PASSAGE SHOWN:
----------------
Data on prevalence and incidence of HBV and HCV among blood donors in Brazil are very limited. The aims of this study were to evaluate the prevalence of serologic markers for HBV, prevalence and incidence of serological markers for HCV in blood donors, and to estimate residual risk of window phase infections for HCV and associated residual risk of transfusion-transmitted HCV at the three Brazilian REDS-II International Program participating centers.

MATERIALS AND METHODS

Data on whole blood and platelet donation type (replacement vs. community), age, sex, donation status (first-time vs. repeat), and serological results for HBV and HCV markers were collected from January 2007 through December 2007, among the main sites of each Brazilian REDS-II participating center, located in the cities of São Paulo, Belo Horizonte and Recife. The international REDS-II study in Brazil includes three public blood centers, two in the Southeast of Brazil (São Paulo and Belo Horizonte) and one, in the Northeast (Recife). Together these three blood centers collect almost 8% of all donated blood per year in Brazil. The study was approved by the Brazilian national ethics committee as part of the REDS-II International Program.

Donation is allowed for persons 18 to 65 years of age. Paying donors is forbidden in Brazil. Donors can give either at the request of or on behalf of a specific recipient to replace units in the overall supply (defined as replacement donations) or to the general blood supply (defined as community donations). Replacement donors are generally recruited among friends and relatives of hospitalized patients and community donors through media campaigns. First-time donation was defined as a donation originated from a donor who had given blood for the first-time in each blood center in 2007 and had no previous history or record of blood donation.
----------------
DATASET ENTRIES:

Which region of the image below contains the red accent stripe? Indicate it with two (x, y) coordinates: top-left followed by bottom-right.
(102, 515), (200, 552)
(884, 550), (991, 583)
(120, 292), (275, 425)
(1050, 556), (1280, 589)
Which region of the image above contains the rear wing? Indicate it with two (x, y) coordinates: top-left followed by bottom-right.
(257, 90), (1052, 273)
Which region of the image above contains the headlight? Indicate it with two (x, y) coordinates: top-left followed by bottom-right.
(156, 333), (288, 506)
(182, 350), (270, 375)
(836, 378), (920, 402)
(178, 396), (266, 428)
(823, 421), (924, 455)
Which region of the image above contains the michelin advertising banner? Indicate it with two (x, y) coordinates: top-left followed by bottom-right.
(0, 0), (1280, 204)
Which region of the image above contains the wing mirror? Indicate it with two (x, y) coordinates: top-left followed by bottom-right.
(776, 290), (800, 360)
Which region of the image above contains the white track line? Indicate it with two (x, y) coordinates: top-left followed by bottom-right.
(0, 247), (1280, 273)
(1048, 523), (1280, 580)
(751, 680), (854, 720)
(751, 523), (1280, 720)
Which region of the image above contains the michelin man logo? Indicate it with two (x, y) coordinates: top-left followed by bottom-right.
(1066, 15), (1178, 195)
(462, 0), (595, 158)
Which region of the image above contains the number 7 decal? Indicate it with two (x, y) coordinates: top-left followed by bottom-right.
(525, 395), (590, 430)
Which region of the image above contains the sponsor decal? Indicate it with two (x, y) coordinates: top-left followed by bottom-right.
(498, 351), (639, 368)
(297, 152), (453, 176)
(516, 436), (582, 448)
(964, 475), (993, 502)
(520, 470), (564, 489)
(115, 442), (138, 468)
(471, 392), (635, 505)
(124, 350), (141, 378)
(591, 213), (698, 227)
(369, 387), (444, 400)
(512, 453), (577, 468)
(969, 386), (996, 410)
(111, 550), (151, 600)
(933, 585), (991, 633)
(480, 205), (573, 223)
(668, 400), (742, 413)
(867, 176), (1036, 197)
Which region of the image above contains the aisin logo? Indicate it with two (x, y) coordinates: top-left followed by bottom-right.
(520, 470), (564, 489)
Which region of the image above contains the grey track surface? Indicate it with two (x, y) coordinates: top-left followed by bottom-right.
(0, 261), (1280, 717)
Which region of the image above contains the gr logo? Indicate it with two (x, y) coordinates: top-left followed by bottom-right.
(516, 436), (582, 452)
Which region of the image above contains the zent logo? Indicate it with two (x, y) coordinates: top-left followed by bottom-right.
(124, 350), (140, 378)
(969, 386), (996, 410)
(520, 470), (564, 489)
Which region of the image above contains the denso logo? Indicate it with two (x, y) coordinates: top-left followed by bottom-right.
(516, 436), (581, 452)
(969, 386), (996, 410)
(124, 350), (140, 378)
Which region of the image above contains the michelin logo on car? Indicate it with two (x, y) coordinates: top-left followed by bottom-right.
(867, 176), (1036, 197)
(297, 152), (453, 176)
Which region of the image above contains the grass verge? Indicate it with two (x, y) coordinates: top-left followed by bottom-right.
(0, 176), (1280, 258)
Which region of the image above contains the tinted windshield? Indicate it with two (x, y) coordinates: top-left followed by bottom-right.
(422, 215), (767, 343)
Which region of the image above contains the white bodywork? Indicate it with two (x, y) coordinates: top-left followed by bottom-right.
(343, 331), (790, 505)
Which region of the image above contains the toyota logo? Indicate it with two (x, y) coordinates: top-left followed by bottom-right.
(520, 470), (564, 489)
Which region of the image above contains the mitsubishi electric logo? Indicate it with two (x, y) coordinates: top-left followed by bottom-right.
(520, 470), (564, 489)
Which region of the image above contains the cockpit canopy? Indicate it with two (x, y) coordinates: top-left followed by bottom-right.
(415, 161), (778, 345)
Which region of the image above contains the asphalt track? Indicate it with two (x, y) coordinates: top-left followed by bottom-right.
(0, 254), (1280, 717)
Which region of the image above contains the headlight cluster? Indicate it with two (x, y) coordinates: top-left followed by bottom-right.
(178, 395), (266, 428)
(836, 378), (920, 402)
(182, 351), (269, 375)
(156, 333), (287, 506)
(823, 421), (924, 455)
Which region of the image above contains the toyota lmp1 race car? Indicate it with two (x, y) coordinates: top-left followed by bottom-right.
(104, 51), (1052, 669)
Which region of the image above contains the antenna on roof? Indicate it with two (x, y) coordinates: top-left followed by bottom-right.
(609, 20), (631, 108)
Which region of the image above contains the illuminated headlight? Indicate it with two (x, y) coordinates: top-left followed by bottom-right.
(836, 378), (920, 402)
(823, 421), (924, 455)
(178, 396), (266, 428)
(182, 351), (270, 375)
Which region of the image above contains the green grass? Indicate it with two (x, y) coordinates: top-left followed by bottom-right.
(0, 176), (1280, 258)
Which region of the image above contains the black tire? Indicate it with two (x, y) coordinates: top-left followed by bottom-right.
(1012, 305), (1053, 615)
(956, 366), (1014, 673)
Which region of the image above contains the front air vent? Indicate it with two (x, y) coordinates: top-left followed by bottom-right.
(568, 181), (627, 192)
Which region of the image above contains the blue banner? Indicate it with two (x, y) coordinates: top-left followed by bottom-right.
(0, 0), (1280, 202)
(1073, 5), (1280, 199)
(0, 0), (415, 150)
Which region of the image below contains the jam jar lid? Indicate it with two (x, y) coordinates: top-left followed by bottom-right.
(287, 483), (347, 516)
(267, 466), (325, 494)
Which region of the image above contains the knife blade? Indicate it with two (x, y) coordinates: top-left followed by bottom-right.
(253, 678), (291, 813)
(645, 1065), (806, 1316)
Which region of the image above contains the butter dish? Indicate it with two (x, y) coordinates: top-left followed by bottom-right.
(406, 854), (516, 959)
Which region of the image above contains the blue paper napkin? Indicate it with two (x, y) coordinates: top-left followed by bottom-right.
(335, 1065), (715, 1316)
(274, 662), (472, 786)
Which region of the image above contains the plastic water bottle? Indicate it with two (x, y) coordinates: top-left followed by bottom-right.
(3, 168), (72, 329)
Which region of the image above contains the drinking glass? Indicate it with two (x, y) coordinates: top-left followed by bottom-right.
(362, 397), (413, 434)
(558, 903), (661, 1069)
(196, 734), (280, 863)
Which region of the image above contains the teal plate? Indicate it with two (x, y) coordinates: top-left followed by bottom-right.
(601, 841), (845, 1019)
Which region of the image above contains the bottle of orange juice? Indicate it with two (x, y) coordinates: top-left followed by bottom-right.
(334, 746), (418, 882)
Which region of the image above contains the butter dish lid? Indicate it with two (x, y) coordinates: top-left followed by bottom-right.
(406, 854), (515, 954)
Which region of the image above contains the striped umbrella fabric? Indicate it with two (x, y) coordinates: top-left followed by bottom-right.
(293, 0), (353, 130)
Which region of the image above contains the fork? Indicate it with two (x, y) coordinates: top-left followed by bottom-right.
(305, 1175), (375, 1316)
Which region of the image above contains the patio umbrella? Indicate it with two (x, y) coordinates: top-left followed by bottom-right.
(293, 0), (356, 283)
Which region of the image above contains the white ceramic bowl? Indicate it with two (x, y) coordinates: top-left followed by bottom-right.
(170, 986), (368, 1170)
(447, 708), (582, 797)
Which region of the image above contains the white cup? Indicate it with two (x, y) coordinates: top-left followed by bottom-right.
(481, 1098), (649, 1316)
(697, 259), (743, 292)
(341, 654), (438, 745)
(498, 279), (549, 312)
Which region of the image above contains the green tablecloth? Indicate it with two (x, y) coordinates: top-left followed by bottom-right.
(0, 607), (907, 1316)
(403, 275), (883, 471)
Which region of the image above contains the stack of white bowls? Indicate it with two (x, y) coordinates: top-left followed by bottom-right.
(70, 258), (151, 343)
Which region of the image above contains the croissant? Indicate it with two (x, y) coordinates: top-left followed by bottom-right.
----------------
YOUR GOAL:
Answer these about the blood donor study text:
1. Over what period were the donation data collected?
2. In which region of Brazil is the Recife blood center located?
3. What ages are allowed to donate blood?

RESULT OF THE TASK:
1. From January 2007 through December 2007.
2. The Northeast.
3. Persons 18 to 65 years of age.